• _EXCERPTED TEXT_:
Melanomas in gray horses are most frequently found on the undersurface of the tail (about 95%). The next most likely location is around the anus and vulva of mares. They can also be found on the lips, eyelids, penis and sheath.
Melanomas are not limited to gray horses. Melanomas in other horses are found on the body or legs. Metastasis (spread) apparently occurs via the blood stream, carrying the tumor cells virtually anywhere. Metastases have been found in the skeletal muscles, gutteral pouches, salivary glands and anywhere in the chest or abdomen. There was even a recent report of spread to the brain.
However, while any horse with melanomas might eventually experience spread, metastasis to distant sites is much more common when melanomas appear on non-gray horses. On microscopic examination, melanomas in non-gray horses are much more similar to the aggressive and deadly melanomas found in people. (See table for types of melanomas.) Gray horses may live several years after the appearance of melanomas before the tumors show any spread beyond a local increase in the number of tumors.
Why gray horses are so prone to melanomas is currently unknown. In humans, sunlight is implicated as a factor, especially in the transformation of benign lesions into malignant melanomas, but melanomas in gray horses typically occur ”where the sun don’t shine.” One theory is that as gray horses age and their coats typically get whiter, the melanin that would otherwise be deposited in the hair is stored in increasing amounts in the skin.
There’s still considerable disagreement regarding how melanomas in horses can/should be classified microscopically, and what microscopic findings mean in terms of how aggressive the tumors are. However, the bottom line for an individual horse is still that it’s often impossible to predict how these tumors are going to behave. In horses with the slow-growing tumors, they’re often more a cosmetic problem than anything else.
Problems related to internal tumors depend heavily on where they are located. In rare cases of spread to the spinal cord or heart, consequences can be fatal, while melanomas in the salivary glands are disfiguring but rarely interfere with eating. Large tumors in the anal or vulvar region can cause problems with defecation, urination or breeding. Many, if not most, gray horses with skin melanomas also have melanoma growths in their gutteral pouches. Those can change frequently in their size and number but usually don’t cause serious problems such as invasion of blood vessels and serious hemorrhage, although this can happen.
One common problem with all types of melanomas is irritation of their surface resulting in ulceration and bleeding. Cryotherapy (freezing) is often the treatment of choice for this. It won’t cure the tumor, but does significantly reduce the size and stop the bleeding problem.
The prevailing veterinary opinion is that melanomas should be considered incurable and that benign neglect is the best treatment approach, until and unless problems arise. To the extent that melanomas in aged gray horses likely represent a body-wide change/abnormality in production and/or handling of melanin, that is probably correct. However, some of the prevailing wisdoms regarding melanoma should be re-examined.

Natural-language descriptions of regions
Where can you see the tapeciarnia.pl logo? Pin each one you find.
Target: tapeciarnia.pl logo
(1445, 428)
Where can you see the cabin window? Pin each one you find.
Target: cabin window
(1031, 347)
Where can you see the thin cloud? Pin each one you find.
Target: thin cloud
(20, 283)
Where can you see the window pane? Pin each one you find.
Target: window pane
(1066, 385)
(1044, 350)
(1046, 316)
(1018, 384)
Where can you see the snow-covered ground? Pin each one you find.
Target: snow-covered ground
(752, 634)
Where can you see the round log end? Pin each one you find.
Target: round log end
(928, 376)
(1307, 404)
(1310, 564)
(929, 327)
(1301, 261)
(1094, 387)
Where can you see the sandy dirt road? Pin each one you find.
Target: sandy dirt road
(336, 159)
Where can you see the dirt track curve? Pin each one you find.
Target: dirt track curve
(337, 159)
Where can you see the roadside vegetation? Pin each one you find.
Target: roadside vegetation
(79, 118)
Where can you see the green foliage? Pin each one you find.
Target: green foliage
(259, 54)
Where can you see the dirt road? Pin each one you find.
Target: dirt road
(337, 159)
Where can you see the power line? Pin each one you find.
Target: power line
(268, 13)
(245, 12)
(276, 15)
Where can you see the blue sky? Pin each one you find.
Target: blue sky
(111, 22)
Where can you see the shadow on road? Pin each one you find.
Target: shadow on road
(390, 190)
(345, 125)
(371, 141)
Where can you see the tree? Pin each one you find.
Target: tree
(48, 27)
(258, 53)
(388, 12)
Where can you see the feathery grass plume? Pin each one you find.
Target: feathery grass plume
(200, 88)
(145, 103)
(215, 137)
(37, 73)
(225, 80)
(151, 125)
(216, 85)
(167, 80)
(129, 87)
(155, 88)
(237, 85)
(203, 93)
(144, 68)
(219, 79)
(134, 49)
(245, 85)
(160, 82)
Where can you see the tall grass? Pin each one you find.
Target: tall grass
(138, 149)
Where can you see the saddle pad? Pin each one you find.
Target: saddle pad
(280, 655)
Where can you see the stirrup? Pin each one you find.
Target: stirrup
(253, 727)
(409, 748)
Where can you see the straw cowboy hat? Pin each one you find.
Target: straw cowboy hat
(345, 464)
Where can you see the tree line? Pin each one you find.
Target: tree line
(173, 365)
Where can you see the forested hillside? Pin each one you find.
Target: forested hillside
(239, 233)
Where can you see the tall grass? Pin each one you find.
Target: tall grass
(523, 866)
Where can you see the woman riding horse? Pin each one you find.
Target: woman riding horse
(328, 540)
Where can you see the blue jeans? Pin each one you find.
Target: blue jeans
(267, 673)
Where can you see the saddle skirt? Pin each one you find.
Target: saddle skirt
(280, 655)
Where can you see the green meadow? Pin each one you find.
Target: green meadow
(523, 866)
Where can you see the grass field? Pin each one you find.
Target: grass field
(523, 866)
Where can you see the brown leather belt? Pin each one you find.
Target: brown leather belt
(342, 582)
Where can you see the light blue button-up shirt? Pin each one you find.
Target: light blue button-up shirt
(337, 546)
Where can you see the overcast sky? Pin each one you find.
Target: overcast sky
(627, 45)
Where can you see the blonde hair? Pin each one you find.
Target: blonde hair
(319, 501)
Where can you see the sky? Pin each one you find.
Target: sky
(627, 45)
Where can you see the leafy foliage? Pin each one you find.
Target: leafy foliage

• _REQUIRED TASKS_:
1/ From the first paragraph of the equine melanoma text, list every body location where melanomas are said to be found in gray horses.
2/ Return the portion of the equine melanoma text starting at "The prevailing veterinary" and ending at "should be re-examined.".
These records have no connection to the equine melanoma text.

• _RESPONSES PER TASK_:
1/
- Undersurface of the tail
- Around the anus
- Around the vulva (of mares)
- Lips
- Eyelids
- Penis
- Sheath

2/
The prevailing veterinary opinion is that melanomas should be considered incurable and that benign neglect is the best treatment approach, until and unless problems arise. To the extent that melanomas in aged gray horses likely represent a body-wide change/abnormality in production and/or handling of melanin, that is probably correct. However, some of the prevailing wisdoms regarding melanoma should be re-examined.